Reading text
Click here to Skip to main content
15,881,803 members
Articles / Web Development / ASP.NET

Request Google's Page-rank Programmatically

Rate me:
Please Sign up or sign in to vote.
4.06/5 (10 votes)
15 Aug 2007CPOL4 min read 200.9K   3.6K   42   34
This article shows how Google's hashing algorithm works and how you can use it to check the page-rank of your sites.

Screenshot - pagerank-cp.jpg

Introduction

Google's PageRank (PR) is a "link analysis algorithm measuring the relative importance" (PR @wikipedia). The importance of PR nowadays is a lot lower than one or two years ago. Nevertheless, PR is the only ranking value that is public to all audience, which means it's the only factor with some transparency. For those who don't know: a PR of 10 is the highest around (like for apple.com), and 0 the lowest - those sites who don't even have a PR of 0 are in a kind of sandbox (a special filter to punish the site) or not indexed by Google.

Please forgive me for being lazy during English lessons @ school as I'm trying my best :)

Background

Google tries to measure the relevance of a domain/site by counting the links pointing to the site/domain. This is influenced by the number of links that link to the linking site - in fact, this kind of procedure is an iterative process, which needs a lot of computing power.

Given problem A
List each line of the records below that contains the word "ceiling".

Excerpted records
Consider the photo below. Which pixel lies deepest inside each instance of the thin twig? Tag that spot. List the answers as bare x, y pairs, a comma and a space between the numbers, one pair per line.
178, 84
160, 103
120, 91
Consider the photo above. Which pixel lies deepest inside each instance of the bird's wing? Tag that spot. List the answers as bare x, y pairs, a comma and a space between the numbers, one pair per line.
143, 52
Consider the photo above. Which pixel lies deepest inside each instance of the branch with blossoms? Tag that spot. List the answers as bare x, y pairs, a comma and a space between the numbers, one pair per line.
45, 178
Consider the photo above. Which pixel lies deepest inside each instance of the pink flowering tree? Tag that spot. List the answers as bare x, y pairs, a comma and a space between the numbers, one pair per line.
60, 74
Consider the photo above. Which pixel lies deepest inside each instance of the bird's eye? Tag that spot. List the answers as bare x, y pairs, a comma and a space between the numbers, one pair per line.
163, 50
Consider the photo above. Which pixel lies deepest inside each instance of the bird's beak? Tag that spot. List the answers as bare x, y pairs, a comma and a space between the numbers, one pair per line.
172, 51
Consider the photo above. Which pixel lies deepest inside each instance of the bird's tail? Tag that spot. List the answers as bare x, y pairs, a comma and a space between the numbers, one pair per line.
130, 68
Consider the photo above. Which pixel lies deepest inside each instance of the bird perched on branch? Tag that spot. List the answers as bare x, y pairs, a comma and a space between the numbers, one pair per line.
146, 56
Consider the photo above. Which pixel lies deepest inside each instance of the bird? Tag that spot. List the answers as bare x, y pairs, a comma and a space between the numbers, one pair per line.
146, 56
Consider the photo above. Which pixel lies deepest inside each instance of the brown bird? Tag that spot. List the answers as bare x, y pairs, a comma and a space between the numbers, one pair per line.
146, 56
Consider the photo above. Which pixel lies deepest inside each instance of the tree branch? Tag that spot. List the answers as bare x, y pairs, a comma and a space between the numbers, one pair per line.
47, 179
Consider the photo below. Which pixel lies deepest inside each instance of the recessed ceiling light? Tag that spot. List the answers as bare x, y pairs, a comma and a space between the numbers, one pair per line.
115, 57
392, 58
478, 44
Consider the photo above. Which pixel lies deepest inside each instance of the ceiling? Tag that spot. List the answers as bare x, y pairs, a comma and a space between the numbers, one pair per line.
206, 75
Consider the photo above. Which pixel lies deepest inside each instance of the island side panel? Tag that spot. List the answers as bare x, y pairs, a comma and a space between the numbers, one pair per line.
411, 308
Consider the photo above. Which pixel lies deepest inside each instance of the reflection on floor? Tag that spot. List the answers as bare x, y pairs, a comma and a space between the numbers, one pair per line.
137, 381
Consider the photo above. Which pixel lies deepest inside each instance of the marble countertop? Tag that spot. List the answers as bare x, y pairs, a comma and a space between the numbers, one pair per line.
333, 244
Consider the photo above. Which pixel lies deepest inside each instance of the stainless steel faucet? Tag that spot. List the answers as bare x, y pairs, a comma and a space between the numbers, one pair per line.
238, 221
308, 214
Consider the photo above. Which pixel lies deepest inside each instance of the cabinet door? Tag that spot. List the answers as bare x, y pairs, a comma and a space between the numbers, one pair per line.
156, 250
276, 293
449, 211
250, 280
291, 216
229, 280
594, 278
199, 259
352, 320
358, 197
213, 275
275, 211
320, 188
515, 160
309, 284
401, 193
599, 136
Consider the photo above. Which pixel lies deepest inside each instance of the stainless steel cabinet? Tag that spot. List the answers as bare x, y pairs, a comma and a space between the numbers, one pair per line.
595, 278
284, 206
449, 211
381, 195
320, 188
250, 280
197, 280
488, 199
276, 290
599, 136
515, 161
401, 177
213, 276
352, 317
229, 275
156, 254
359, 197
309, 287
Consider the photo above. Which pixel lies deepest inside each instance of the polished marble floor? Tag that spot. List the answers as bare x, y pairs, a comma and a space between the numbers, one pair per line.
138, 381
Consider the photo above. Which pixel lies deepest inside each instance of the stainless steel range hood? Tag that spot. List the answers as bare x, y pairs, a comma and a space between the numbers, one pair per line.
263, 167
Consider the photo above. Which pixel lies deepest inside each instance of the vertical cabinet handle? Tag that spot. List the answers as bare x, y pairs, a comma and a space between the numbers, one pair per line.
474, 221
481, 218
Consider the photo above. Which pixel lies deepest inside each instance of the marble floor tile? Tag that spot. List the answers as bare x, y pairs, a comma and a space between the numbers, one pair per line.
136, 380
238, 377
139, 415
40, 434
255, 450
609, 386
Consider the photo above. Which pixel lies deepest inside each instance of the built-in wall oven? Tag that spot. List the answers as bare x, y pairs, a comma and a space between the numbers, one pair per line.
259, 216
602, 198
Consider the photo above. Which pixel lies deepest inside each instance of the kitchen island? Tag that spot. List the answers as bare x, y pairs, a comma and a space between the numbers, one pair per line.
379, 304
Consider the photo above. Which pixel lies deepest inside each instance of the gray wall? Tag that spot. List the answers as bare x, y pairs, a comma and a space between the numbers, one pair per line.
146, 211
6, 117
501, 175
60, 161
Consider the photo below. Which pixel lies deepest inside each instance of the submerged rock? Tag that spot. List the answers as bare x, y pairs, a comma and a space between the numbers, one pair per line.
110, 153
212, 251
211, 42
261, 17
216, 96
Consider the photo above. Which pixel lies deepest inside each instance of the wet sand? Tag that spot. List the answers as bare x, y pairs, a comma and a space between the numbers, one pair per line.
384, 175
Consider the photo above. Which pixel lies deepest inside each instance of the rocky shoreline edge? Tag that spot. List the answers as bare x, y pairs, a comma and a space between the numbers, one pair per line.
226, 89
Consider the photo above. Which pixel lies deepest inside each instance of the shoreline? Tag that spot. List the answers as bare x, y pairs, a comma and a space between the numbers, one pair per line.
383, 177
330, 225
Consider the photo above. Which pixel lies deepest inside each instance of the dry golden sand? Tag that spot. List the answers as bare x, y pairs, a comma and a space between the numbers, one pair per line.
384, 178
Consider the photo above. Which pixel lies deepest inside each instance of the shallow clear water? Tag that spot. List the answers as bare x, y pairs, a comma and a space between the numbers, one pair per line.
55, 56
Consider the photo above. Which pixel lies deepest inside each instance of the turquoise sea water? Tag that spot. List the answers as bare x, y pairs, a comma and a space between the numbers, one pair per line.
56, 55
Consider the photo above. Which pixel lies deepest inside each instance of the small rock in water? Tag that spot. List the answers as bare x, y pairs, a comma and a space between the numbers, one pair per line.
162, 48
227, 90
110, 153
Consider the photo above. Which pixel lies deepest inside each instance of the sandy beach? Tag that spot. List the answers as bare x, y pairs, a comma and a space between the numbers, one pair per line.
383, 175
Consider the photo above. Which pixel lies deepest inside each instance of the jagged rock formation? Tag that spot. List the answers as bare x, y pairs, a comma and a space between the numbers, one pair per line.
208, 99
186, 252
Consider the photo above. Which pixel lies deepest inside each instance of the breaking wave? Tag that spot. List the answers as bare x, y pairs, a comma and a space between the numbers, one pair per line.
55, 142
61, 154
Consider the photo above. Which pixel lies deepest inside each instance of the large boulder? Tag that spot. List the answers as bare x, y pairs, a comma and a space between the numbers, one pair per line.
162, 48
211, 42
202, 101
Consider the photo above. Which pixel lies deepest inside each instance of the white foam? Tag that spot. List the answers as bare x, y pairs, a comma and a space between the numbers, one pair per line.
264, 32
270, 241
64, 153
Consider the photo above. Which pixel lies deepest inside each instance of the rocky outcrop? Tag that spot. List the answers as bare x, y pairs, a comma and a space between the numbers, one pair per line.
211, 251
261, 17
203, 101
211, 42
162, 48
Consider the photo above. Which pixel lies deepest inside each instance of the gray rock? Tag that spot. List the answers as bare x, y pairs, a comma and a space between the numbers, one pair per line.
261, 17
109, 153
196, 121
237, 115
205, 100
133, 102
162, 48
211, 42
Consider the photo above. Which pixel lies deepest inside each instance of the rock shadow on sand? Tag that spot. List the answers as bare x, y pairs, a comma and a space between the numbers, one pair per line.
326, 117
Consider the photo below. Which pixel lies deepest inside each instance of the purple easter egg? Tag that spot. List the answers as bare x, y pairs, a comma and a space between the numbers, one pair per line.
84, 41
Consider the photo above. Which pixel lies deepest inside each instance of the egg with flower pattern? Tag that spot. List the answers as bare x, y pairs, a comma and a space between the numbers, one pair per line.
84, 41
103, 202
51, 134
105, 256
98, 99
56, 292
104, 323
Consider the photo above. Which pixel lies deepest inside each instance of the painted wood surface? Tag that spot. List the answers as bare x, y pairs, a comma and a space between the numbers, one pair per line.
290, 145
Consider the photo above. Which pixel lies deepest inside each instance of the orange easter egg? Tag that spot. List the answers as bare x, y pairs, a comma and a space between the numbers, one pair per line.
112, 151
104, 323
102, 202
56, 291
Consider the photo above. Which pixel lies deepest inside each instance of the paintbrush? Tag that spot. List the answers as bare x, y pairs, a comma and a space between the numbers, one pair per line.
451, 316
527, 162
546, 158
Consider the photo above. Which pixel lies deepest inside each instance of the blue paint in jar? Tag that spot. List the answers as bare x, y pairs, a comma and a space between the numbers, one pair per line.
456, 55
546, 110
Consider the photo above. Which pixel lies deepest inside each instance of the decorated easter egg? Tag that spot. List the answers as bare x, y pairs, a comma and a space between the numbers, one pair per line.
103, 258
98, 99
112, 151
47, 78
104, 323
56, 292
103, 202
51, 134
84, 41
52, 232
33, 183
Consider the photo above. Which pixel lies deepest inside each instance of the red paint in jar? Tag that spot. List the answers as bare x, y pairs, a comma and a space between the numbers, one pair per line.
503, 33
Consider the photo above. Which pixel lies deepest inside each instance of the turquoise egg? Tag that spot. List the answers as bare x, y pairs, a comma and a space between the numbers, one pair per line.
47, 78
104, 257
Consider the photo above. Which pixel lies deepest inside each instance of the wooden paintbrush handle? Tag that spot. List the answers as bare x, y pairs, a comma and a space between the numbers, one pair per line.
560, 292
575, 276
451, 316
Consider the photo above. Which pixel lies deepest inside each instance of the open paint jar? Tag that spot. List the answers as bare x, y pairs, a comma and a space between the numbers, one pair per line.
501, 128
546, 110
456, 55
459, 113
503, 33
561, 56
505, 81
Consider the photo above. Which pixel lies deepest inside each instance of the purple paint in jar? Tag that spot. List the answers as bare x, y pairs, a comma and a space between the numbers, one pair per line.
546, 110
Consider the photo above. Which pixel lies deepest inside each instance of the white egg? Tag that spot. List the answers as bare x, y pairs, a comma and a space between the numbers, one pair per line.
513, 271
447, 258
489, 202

Given problem B
Continue the article on requesting Google's PageRank, picking up after its last sentence.

Task answer A
Consider the photo below. Which pixel lies deepest inside each instance of the recessed ceiling light? Tag that spot. List the answers as bare x, y pairs, a comma and a space between the numbers, one pair per line.
Consider the photo above. Which pixel lies deepest inside each instance of the ceiling? Tag that spot. List the answers as bare x, y pairs, a comma and a space between the numbers, one pair per line.

Task answer B
Many webmasters believe their ranking depends on the PR of their site - this, today, is not true. PR never was the only factor for Google's ranking, but it was the most important factor. Right now, it's not. And many people believe that Google tries to get rid of the PageRank because link traders are measuring the value (in $) of a link by PR - which is just stupid.

If you're interested in buying links, go with the following factors:

  • Link popularity (how often is the site, you're willing to buy a link from, linked?)
  • Domain popularity (^ + by different domains)
  • IP-popularity (^ + on different IPs)
  • Has the domain an "authority status"?
  • Is the content of the domain relevant for your content?
  • Has this domain a good ranking for keywords you want to rank good at?
  • How many outgoing links does this site have?

Because PR is the one and only factor we can have a look at, it's pretty nice to check it. And it's even more nice if we can do that on more than one Google data center at the same time.

Requesting the PR

Well, the easy part is the PR get request: it's just a simple HTTP-Request, with a little problem in it. Here's the request for www.codeproject.com:

http://toolbarqueries.google.com/search?client=navclient-auto&hl=en&ch=6771535612&ie=UTF-8
    &oe=UTF-8&features=Rank&q=info:http%3A%2F%2Fwww.codeproject.com%2F

Well, this seems to be easy, but there's this little:

ch=6771535612

which is a hash value referencing the domain we want to get the PR for. This hashing algorithm was not developed by Google, it's the perfect hashing algorithm by Bob Jenkins.

After some folks ported the code to PHP, I tried to do a port to C# - and here we go.

But before that, I need to mention that (after I finished my coding) I found another port by Miroslav Stompar, which you can find here.

To be honest, his port is better, so I modified my version, and here comes the solution that's my favorite: .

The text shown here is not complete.